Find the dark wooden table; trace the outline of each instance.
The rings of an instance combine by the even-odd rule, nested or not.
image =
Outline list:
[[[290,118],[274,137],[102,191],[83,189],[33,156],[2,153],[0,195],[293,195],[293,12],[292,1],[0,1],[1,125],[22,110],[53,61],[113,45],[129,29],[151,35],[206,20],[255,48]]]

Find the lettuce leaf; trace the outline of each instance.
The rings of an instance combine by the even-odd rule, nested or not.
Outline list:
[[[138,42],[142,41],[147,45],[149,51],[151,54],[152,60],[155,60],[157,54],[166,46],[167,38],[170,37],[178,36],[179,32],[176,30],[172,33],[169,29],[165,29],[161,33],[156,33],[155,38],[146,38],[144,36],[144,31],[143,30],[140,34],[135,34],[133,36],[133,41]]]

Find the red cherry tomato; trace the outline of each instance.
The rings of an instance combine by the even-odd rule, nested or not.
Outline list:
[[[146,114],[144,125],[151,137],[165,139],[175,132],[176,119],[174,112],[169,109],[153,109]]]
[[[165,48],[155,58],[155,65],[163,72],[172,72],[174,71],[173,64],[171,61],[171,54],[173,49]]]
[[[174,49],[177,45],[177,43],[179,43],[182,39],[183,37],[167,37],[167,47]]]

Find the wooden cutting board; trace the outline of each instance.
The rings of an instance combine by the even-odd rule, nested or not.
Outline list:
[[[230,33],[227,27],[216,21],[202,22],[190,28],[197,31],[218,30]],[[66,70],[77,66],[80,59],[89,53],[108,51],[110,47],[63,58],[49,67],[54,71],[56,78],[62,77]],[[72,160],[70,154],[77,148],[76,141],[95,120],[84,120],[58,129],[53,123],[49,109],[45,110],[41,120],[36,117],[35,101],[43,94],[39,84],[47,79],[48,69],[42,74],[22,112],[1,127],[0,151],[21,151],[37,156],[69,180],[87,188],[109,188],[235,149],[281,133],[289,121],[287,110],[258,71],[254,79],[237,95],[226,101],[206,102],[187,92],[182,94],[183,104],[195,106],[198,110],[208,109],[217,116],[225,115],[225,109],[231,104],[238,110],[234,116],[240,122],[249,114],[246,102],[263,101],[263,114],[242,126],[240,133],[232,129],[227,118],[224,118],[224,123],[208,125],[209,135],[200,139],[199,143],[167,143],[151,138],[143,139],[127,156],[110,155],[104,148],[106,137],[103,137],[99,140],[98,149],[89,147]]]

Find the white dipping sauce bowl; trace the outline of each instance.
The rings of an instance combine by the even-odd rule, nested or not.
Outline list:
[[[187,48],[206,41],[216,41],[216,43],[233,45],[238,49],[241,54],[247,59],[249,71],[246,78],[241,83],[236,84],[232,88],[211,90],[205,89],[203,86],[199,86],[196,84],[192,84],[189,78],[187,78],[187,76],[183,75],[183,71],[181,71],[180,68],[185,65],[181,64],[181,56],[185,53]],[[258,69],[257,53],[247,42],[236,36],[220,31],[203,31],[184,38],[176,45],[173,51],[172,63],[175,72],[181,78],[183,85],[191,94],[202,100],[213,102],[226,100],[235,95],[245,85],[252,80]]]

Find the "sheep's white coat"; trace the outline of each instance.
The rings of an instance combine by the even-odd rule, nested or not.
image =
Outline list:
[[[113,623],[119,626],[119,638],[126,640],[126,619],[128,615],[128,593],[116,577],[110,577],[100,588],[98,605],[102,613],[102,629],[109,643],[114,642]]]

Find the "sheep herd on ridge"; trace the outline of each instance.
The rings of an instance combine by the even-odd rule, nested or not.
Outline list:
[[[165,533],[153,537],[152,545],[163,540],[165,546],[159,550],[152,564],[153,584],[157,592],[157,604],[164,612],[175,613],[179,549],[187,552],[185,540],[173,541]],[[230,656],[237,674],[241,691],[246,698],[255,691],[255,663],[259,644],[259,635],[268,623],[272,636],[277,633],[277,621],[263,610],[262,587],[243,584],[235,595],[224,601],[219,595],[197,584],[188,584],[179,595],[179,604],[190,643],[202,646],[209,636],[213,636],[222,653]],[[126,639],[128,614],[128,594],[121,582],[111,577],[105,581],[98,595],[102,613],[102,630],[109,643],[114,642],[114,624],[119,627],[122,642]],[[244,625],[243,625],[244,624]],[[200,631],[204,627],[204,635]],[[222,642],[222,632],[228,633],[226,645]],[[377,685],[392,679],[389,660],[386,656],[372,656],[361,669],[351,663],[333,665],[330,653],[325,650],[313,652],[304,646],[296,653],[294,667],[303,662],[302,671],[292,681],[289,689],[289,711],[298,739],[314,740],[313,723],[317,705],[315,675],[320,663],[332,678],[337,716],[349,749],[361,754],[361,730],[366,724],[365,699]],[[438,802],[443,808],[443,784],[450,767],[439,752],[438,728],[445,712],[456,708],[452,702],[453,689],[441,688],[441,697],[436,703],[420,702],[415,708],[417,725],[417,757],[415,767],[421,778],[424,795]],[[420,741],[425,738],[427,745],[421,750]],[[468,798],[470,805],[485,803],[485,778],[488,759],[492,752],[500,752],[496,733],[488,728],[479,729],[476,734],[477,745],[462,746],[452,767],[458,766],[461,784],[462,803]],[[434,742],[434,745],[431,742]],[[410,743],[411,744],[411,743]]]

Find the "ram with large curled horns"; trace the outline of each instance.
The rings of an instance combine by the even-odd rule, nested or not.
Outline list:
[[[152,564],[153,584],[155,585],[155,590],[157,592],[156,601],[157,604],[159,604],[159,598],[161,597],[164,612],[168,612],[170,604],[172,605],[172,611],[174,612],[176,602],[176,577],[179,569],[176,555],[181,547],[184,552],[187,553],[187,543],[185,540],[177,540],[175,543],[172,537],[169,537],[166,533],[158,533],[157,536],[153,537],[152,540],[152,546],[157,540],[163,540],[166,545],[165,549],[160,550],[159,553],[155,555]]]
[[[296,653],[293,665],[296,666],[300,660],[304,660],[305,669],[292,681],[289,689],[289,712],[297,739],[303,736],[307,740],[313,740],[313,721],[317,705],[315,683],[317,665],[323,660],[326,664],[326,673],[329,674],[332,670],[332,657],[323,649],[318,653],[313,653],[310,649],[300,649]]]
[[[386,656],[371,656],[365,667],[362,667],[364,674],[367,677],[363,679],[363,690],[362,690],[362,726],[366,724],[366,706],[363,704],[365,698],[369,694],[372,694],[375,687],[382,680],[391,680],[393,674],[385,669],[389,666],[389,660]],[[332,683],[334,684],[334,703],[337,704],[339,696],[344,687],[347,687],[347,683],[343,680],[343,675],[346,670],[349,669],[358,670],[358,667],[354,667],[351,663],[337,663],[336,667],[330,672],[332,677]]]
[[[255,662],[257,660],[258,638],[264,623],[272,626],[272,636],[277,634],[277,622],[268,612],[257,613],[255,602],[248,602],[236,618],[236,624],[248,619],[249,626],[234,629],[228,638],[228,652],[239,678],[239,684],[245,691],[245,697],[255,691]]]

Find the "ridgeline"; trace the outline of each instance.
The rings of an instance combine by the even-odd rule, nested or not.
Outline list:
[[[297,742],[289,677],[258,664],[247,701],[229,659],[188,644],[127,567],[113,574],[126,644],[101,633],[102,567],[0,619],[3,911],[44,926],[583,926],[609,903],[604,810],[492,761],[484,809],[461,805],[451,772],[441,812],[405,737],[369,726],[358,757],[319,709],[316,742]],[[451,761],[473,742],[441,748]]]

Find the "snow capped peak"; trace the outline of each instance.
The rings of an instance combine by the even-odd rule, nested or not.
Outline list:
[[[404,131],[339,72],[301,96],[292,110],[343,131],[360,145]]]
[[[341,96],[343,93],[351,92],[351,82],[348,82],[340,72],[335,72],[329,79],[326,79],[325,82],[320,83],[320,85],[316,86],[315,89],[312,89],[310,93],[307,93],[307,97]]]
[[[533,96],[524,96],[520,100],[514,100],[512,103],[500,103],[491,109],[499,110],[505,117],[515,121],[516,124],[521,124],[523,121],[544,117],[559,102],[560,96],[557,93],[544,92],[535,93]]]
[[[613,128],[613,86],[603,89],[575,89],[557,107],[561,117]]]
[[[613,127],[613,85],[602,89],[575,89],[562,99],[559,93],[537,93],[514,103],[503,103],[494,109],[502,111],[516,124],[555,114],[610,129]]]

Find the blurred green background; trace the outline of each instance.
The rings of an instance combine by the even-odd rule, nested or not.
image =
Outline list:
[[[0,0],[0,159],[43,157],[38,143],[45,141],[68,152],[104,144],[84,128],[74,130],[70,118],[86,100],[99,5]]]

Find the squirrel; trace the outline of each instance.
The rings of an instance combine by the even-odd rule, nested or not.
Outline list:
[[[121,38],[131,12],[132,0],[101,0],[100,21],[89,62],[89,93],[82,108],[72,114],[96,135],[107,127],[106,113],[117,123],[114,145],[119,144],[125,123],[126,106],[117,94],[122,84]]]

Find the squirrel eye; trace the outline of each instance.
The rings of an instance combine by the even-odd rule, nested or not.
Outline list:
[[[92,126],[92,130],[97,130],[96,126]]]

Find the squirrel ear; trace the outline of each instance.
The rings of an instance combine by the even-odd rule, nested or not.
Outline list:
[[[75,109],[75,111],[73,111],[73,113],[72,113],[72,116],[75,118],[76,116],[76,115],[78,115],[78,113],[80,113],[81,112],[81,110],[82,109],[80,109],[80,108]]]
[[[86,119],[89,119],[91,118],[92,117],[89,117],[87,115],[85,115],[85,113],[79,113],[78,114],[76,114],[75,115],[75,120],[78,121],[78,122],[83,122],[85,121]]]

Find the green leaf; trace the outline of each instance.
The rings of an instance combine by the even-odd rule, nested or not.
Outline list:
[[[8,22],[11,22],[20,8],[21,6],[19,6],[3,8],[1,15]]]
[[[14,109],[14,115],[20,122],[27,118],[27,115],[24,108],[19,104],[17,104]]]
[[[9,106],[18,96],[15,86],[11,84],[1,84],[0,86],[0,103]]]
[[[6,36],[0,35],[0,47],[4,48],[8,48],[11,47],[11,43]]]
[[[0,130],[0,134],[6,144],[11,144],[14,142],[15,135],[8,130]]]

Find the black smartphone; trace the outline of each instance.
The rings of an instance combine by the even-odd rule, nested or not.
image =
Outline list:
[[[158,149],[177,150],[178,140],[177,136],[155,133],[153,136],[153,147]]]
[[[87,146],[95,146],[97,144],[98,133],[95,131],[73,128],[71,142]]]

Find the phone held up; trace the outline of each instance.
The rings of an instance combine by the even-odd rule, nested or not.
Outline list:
====
(What is needed): In the records, rewrite everything from the line containing "Find the green" down to the line containing "[[[6,36],[0,35],[0,47],[4,48],[8,48],[11,47],[11,43]]]", putting "item" wherever "instance" appears and leaving everything else unchanged.

(Response):
Find the green leaf; trace the outline of each item.
The rings of an item combine by the even-odd rule, nested or not.
Outline list:
[[[8,22],[11,22],[20,8],[21,6],[19,6],[3,8],[1,15]]]
[[[14,109],[14,115],[20,122],[27,118],[27,115],[24,108],[19,104],[17,104]]]
[[[9,106],[18,96],[15,86],[11,84],[1,84],[0,86],[0,103]]]
[[[6,36],[0,35],[0,47],[4,48],[8,48],[11,47],[11,43]]]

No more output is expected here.